Information supplied
##############################
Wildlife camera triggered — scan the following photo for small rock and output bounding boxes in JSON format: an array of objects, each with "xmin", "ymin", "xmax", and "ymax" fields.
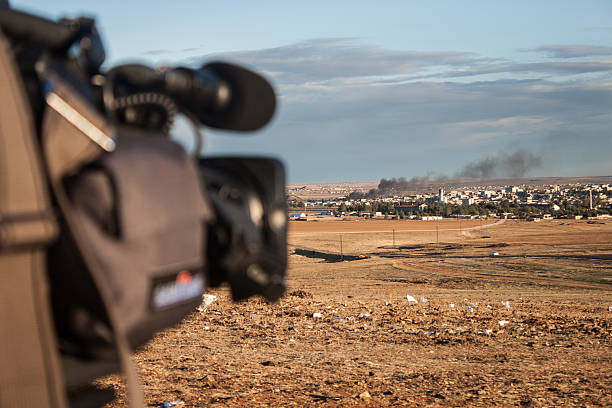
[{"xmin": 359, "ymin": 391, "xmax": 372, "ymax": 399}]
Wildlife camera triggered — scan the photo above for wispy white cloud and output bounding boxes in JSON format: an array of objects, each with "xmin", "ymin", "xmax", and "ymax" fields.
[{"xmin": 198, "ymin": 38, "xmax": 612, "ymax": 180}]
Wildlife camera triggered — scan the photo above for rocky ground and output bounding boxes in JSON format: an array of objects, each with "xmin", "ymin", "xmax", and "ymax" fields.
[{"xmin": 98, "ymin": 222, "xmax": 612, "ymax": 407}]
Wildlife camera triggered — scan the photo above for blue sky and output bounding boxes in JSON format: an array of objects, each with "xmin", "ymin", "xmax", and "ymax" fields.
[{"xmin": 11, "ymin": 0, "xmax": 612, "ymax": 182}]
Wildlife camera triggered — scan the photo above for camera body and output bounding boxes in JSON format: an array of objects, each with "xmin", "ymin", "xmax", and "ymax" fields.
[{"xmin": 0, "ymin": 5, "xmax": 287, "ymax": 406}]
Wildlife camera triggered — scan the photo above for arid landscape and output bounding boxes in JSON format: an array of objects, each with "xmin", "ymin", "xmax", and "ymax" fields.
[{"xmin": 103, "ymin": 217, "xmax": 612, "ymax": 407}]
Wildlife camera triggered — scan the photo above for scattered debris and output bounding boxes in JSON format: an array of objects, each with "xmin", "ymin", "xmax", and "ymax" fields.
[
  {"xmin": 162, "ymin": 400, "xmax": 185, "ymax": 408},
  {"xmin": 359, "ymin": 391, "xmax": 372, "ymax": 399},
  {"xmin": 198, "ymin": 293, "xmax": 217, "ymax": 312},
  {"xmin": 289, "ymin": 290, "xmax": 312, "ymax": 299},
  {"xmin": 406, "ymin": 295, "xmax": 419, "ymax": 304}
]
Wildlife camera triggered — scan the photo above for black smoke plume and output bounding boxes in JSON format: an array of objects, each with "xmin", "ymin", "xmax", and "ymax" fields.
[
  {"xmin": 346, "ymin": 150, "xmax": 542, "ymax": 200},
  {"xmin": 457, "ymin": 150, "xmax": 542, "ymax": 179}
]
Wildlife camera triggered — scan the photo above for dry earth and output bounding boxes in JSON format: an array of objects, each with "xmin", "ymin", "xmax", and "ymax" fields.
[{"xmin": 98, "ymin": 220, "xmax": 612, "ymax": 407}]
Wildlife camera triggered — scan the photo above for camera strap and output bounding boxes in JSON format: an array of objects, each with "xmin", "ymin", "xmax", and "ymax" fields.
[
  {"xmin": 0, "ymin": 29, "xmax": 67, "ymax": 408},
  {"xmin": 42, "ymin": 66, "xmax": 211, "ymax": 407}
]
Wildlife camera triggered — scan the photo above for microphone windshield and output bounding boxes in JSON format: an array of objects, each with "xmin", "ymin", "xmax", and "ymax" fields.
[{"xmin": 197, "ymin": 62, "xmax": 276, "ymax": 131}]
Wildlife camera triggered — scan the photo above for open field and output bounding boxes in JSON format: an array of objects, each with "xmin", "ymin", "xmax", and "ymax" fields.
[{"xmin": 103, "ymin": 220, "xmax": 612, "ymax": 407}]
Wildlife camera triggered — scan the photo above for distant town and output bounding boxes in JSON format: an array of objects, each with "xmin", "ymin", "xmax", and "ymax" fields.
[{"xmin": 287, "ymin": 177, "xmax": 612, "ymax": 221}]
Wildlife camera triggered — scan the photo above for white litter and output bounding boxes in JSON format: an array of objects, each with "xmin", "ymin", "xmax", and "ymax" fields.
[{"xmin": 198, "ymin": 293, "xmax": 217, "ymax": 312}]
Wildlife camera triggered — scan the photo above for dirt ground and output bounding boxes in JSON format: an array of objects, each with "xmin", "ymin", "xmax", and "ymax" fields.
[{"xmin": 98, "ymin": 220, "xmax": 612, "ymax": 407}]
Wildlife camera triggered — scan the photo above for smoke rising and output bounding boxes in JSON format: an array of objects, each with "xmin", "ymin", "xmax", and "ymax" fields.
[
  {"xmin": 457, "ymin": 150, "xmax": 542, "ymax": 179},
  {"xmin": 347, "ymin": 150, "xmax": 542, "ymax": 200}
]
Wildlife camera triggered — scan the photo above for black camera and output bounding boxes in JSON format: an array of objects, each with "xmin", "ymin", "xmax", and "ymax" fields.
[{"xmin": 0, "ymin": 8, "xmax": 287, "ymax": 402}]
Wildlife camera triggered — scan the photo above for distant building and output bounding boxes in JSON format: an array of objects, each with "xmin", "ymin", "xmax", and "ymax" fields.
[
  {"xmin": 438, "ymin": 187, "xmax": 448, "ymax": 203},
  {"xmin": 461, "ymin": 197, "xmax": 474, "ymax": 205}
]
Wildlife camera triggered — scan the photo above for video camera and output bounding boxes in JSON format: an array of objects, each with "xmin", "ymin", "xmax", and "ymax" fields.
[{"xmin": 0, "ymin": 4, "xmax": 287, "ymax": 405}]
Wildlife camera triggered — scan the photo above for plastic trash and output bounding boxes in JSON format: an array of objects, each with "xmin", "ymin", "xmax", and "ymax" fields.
##############################
Request
Render the whole listing above as a numbered list, skipping blank lines and leaving the pictures out.

Solved exercise
1. Wildlife camera triggered — scan the following photo for small rock and output bounding boxes in JSON format: an array of objects, each with "xmin", "ymin", "xmax", and "ymax" fields.
2. [{"xmin": 359, "ymin": 391, "xmax": 372, "ymax": 399}]
3. Wildlife camera triggered — scan the photo above for wispy white cloud and output bounding boxes in JSON format: an array of objects, each with "xmin", "ymin", "xmax", and "ymax" fields.
4. [{"xmin": 198, "ymin": 38, "xmax": 612, "ymax": 180}]
5. Wildlife camera triggered — scan the photo above for rocky ground and output bounding boxes in JSON format: an array of objects, each with "xmin", "ymin", "xmax", and "ymax" fields.
6. [{"xmin": 98, "ymin": 222, "xmax": 612, "ymax": 407}]
7. Wildlife camera triggered — scan the photo above for blue sky and output bounding boxes in JSON format: an array of objects, each with "xmin", "ymin", "xmax", and "ymax" fields.
8. [{"xmin": 11, "ymin": 0, "xmax": 612, "ymax": 182}]
9. Wildlife camera triggered — scan the photo above for camera body and output bounding boxes in JSON format: an array of objects, each with "xmin", "ymin", "xmax", and "ymax" fields.
10. [{"xmin": 0, "ymin": 5, "xmax": 287, "ymax": 406}]
11. Wildlife camera triggered — scan the photo above for arid landscape and output bounding boxes in JSON format: an array of objects, each with "xmin", "ymin", "xmax", and "ymax" fields.
12. [{"xmin": 103, "ymin": 217, "xmax": 612, "ymax": 407}]
13. Wildlife camera triggered — scan the photo above for scattered debris and output bounding boxes in JSON format: an array of objects, each with "xmin", "ymin", "xmax", and "ymax" fields.
14. [
15.   {"xmin": 162, "ymin": 400, "xmax": 185, "ymax": 408},
16.   {"xmin": 359, "ymin": 391, "xmax": 372, "ymax": 399},
17.   {"xmin": 198, "ymin": 293, "xmax": 217, "ymax": 312},
18.   {"xmin": 289, "ymin": 290, "xmax": 312, "ymax": 299},
19.   {"xmin": 406, "ymin": 295, "xmax": 419, "ymax": 304}
20. ]
21. Wildlife camera triggered — scan the photo above for black smoke plume and output bounding boxes in JSON format: an array of objects, each with "xmin", "ymin", "xmax", and "ymax" fields.
22. [
23.   {"xmin": 346, "ymin": 150, "xmax": 542, "ymax": 200},
24.   {"xmin": 457, "ymin": 150, "xmax": 542, "ymax": 179}
25. ]
26. Wildlife camera triggered — scan the photo above for dry earth and output bounding boxes in JSON format: an array of objects, each with "xmin", "ymin", "xmax", and "ymax" fields.
27. [{"xmin": 98, "ymin": 220, "xmax": 612, "ymax": 407}]
28. Wildlife camera triggered — scan the photo above for camera strap and output bounding boxes in JSON format: an array of objects, each with "xmin", "ymin", "xmax", and "ymax" fields.
29. [
30.   {"xmin": 0, "ymin": 29, "xmax": 67, "ymax": 408},
31.   {"xmin": 42, "ymin": 66, "xmax": 211, "ymax": 407}
32. ]
33. Wildlife camera triggered — scan the photo above for microphone windshield and output bounding boxes in JSON format: an array of objects, each with "xmin", "ymin", "xmax", and "ymax" fields.
34. [{"xmin": 197, "ymin": 62, "xmax": 276, "ymax": 131}]
35. Wildlife camera triggered — scan the photo above for open field and output bounding boxes in JSON format: an array of objects, each with "xmin", "ymin", "xmax", and "ymax" fields.
36. [{"xmin": 103, "ymin": 220, "xmax": 612, "ymax": 407}]
37. Wildlife camera triggered — scan the photo above for distant town and output bounding boxes in JSON format: an array of objects, each with "xmin", "ymin", "xmax", and "ymax" fields.
38. [{"xmin": 287, "ymin": 177, "xmax": 612, "ymax": 221}]
39. Wildlife camera triggered — scan the photo above for white litter and output bounding boxes in JSON format: an array of objects, each with "xmin", "ymin", "xmax", and "ymax" fields.
40. [{"xmin": 198, "ymin": 293, "xmax": 217, "ymax": 312}]
41. Wildlife camera triggered — scan the photo above for dirt ground and output bounding boxes in JSON format: an array of objects, each with "xmin", "ymin", "xmax", and "ymax" fields.
42. [{"xmin": 98, "ymin": 220, "xmax": 612, "ymax": 407}]
43. Wildlife camera triggered — scan the photo above for smoke rising and output bounding boxes in JSON format: an array of objects, each with "xmin", "ymin", "xmax", and "ymax" fields.
44. [
45.   {"xmin": 457, "ymin": 150, "xmax": 542, "ymax": 179},
46.   {"xmin": 347, "ymin": 150, "xmax": 542, "ymax": 200}
47. ]
48. Wildlife camera triggered — scan the photo above for black camera and output bounding boxes in JSON format: an array of objects, each with "xmin", "ymin", "xmax", and "ymax" fields.
49. [{"xmin": 0, "ymin": 8, "xmax": 287, "ymax": 402}]
50. Wildlife camera triggered — scan the photo above for distant building and output bounding boxes in JSON format: an array of objects, each with "xmin", "ymin", "xmax", and "ymax" fields.
51. [
52.   {"xmin": 438, "ymin": 187, "xmax": 448, "ymax": 203},
53.   {"xmin": 461, "ymin": 197, "xmax": 474, "ymax": 205}
54. ]
55. Wildlife camera triggered — scan the photo above for video camera and output bounding boxes in JSON format: an array of objects, each with "xmin", "ymin", "xmax", and "ymax" fields.
56. [{"xmin": 0, "ymin": 4, "xmax": 287, "ymax": 405}]
57. Wildlife camera triggered — scan the photo above for plastic trash and output bounding boxes in JSON format: an array of objects, each with "xmin", "ymin", "xmax", and "ymax" fields.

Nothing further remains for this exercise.